EXERCISE TASK: Gather every line below that contains the string "evenodd". Case must match.

STORED RECORDS:
○ ○ ○ ○ ○
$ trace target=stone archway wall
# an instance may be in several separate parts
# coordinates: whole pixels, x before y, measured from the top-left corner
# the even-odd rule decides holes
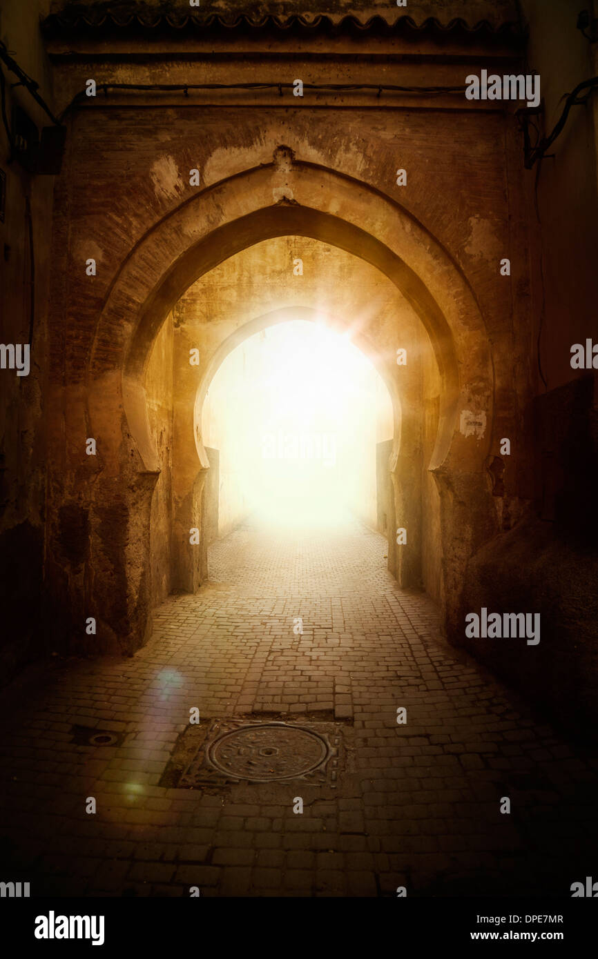
[[[149,622],[144,556],[157,476],[144,392],[151,344],[169,310],[199,276],[248,246],[285,234],[323,240],[375,266],[400,289],[428,332],[443,384],[429,466],[443,500],[446,596],[458,596],[465,563],[491,534],[484,462],[493,371],[485,326],[463,273],[396,203],[346,175],[293,161],[290,151],[279,148],[271,164],[208,188],[156,224],[124,263],[97,325],[87,373],[89,429],[102,449],[91,549],[100,570],[109,565],[125,577],[120,589],[111,584],[109,596],[98,583],[89,602],[101,602],[108,631],[121,646],[143,642]],[[191,484],[198,467],[205,465],[197,452],[187,463]],[[399,459],[400,454],[400,475]],[[107,542],[101,534],[107,503],[122,514],[122,541]],[[449,620],[452,608],[446,604]]]

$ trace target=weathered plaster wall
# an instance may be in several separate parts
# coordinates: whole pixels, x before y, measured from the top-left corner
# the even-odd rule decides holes
[[[202,353],[202,349],[200,352]],[[219,452],[217,529],[219,536],[226,536],[234,529],[249,512],[244,495],[243,478],[240,476],[240,464],[238,457],[234,456],[234,450],[231,450],[235,440],[235,431],[232,429],[234,421],[243,414],[243,408],[251,390],[246,353],[245,344],[241,344],[230,354],[230,365],[227,371],[229,377],[225,382],[212,381],[203,404],[202,417],[203,443]],[[195,397],[189,397],[189,411],[192,415]]]
[[[592,5],[577,0],[548,6],[522,0],[521,5],[530,28],[527,61],[541,78],[548,134],[561,117],[564,95],[596,76],[596,44],[576,26],[580,10]],[[541,324],[541,392],[584,376],[584,370],[571,368],[571,345],[598,338],[598,270],[591,255],[598,247],[596,101],[594,93],[586,105],[573,106],[552,155],[539,171],[525,174],[529,180],[538,176],[538,205],[530,206],[529,216],[539,235],[534,310]]]
[[[586,4],[589,9],[591,4]],[[541,77],[549,133],[563,95],[596,75],[596,45],[576,29],[580,5],[522,0],[529,21],[528,64]],[[594,15],[598,13],[594,4]],[[529,218],[537,246],[532,261],[535,336],[530,361],[538,396],[524,410],[519,465],[504,457],[505,480],[532,503],[503,498],[503,533],[485,544],[468,565],[464,613],[529,611],[540,616],[539,644],[525,640],[466,640],[524,694],[539,701],[563,725],[591,735],[598,718],[596,575],[598,480],[595,372],[574,370],[570,347],[598,339],[598,191],[596,93],[574,106],[538,177]],[[538,341],[539,337],[538,367]],[[505,435],[508,435],[506,433]],[[590,492],[592,490],[592,492]]]
[[[173,317],[169,315],[155,338],[146,374],[150,427],[159,458],[150,521],[152,603],[171,592],[172,456],[173,456]]]

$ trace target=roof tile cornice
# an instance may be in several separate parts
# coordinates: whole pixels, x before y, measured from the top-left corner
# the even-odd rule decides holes
[[[228,4],[213,3],[211,9],[198,12],[173,12],[170,5],[159,7],[124,4],[69,4],[51,13],[42,22],[44,34],[132,34],[150,31],[193,32],[197,35],[213,31],[275,33],[395,33],[441,32],[468,34],[522,35],[511,0],[444,0],[444,3],[419,2],[405,8],[391,7],[351,9],[352,4],[332,0],[325,12],[286,13],[286,4],[270,3],[244,12],[232,10]],[[276,8],[278,10],[277,12]],[[282,10],[281,10],[282,8]],[[296,8],[297,9],[297,8]],[[435,15],[430,14],[434,11]],[[441,16],[439,14],[443,13]],[[466,15],[456,15],[466,14]],[[427,15],[426,15],[427,14]],[[484,15],[481,15],[484,14]],[[500,14],[500,15],[497,15]],[[509,15],[511,14],[511,15]]]

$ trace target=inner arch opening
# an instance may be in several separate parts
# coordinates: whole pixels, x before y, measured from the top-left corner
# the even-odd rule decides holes
[[[357,518],[386,532],[393,403],[348,332],[317,317],[250,336],[219,366],[201,415],[210,540],[249,518],[278,531]]]

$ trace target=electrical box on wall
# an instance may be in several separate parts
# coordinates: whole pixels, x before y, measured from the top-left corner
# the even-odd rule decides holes
[[[16,104],[12,107],[14,155],[30,174],[60,174],[64,153],[66,127],[43,127],[41,139],[37,125]]]

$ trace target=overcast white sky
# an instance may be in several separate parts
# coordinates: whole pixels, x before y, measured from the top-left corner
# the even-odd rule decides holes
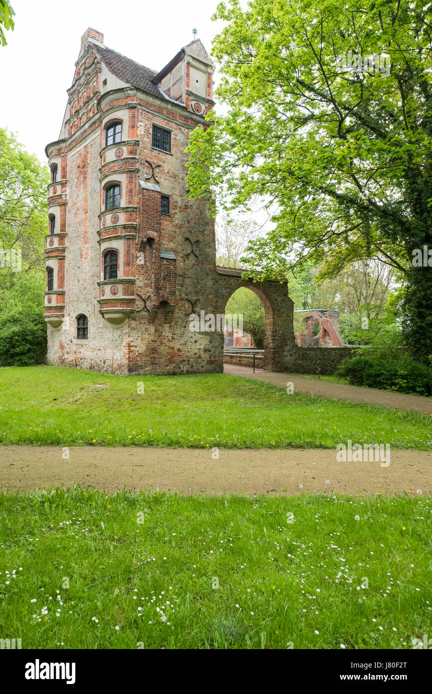
[[[193,39],[210,52],[223,22],[211,22],[219,0],[12,0],[15,28],[0,46],[0,127],[42,162],[45,146],[57,139],[80,37],[88,26],[104,42],[155,70]]]

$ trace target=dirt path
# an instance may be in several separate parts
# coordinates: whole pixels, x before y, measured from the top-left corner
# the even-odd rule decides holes
[[[224,364],[223,373],[255,378],[284,388],[286,387],[289,381],[293,383],[295,393],[308,393],[322,398],[334,398],[351,403],[383,405],[386,407],[397,407],[399,409],[432,414],[432,398],[424,398],[422,396],[392,393],[391,391],[374,388],[361,388],[359,386],[346,385],[345,383],[329,383],[328,381],[306,378],[295,373],[278,373],[276,371],[263,371],[262,369],[259,369],[254,373],[249,366],[239,366],[234,364]]]
[[[156,489],[182,494],[304,491],[383,495],[432,493],[432,452],[391,451],[390,464],[340,463],[335,450],[219,450],[71,446],[0,446],[0,486],[27,491],[74,482],[114,492]],[[329,480],[329,481],[327,481]],[[299,485],[302,484],[302,488]]]

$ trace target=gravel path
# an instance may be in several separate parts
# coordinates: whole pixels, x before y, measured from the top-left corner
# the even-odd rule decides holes
[[[413,496],[432,492],[432,452],[391,451],[390,464],[336,461],[336,450],[0,446],[0,486],[27,491],[74,482],[114,492],[153,489],[182,494],[298,494],[305,491]],[[302,487],[300,485],[302,485]]]
[[[249,366],[239,366],[235,364],[224,364],[223,373],[255,378],[283,388],[286,388],[286,384],[291,382],[294,387],[295,393],[308,393],[322,398],[334,398],[351,403],[383,405],[386,407],[397,407],[399,409],[432,414],[432,398],[424,398],[422,396],[393,393],[375,388],[361,388],[359,386],[346,385],[345,383],[329,383],[328,381],[318,381],[314,378],[299,376],[295,373],[263,371],[262,369],[257,370],[254,373]]]

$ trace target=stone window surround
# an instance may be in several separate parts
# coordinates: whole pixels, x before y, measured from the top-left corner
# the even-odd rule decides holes
[[[120,205],[118,208],[110,208],[107,209],[106,205],[106,192],[108,188],[110,188],[112,185],[119,185],[120,186]],[[109,178],[107,180],[105,181],[102,187],[102,205],[101,205],[101,212],[113,212],[114,210],[119,210],[123,205],[121,204],[123,196],[123,182],[119,180],[118,179],[112,180]]]
[[[85,338],[84,338],[84,339],[83,339],[83,338],[78,338],[78,337],[76,337],[78,335],[78,319],[80,317],[80,316],[85,316],[85,317],[87,318],[87,337],[85,337]],[[74,331],[74,344],[76,345],[86,345],[86,344],[87,344],[88,342],[89,342],[89,339],[90,339],[90,321],[89,321],[89,316],[87,316],[87,313],[85,313],[83,311],[80,311],[79,313],[77,313],[77,314],[76,314],[76,316],[75,316],[75,319],[74,319],[74,323],[75,323],[75,330]]]

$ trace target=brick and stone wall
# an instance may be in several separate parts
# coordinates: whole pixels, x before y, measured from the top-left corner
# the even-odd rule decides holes
[[[221,372],[223,327],[192,332],[189,316],[224,314],[233,291],[248,287],[266,311],[264,368],[313,373],[321,364],[328,373],[342,353],[297,347],[286,283],[243,280],[241,271],[216,268],[205,202],[187,198],[184,151],[191,130],[206,126],[204,110],[193,105],[207,111],[213,103],[212,66],[202,44],[185,46],[179,58],[190,66],[189,85],[177,103],[159,90],[158,76],[101,49],[103,42],[95,30],[83,37],[62,138],[46,150],[60,178],[49,186],[56,223],[46,250],[55,271],[45,300],[49,362],[118,374]],[[177,79],[174,62],[160,74],[165,87],[173,71]],[[121,141],[106,146],[114,122],[122,124]],[[170,153],[153,147],[153,125],[171,132]],[[107,210],[105,192],[114,184],[120,205]],[[169,214],[162,214],[162,195]],[[109,251],[118,254],[117,277],[105,279]],[[81,314],[86,339],[77,338]]]

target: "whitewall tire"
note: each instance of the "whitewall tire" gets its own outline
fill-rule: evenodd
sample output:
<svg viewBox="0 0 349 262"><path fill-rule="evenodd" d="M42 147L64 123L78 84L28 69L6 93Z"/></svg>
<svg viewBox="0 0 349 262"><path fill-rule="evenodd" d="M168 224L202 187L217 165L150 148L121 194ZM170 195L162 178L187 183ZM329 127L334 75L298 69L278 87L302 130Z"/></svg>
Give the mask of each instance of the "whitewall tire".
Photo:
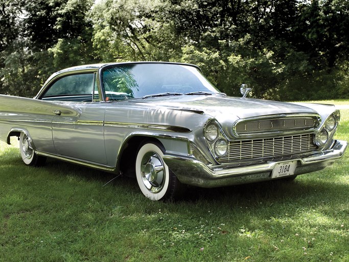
○ ○ ○ ○ ○
EXPECTED ANSWER:
fill-rule: evenodd
<svg viewBox="0 0 349 262"><path fill-rule="evenodd" d="M42 147L64 123L78 84L28 69L6 93Z"/></svg>
<svg viewBox="0 0 349 262"><path fill-rule="evenodd" d="M168 224L202 187L217 165L150 148L121 194ZM170 195L162 178L187 183ZM329 127L334 75L298 69L278 87L302 130Z"/></svg>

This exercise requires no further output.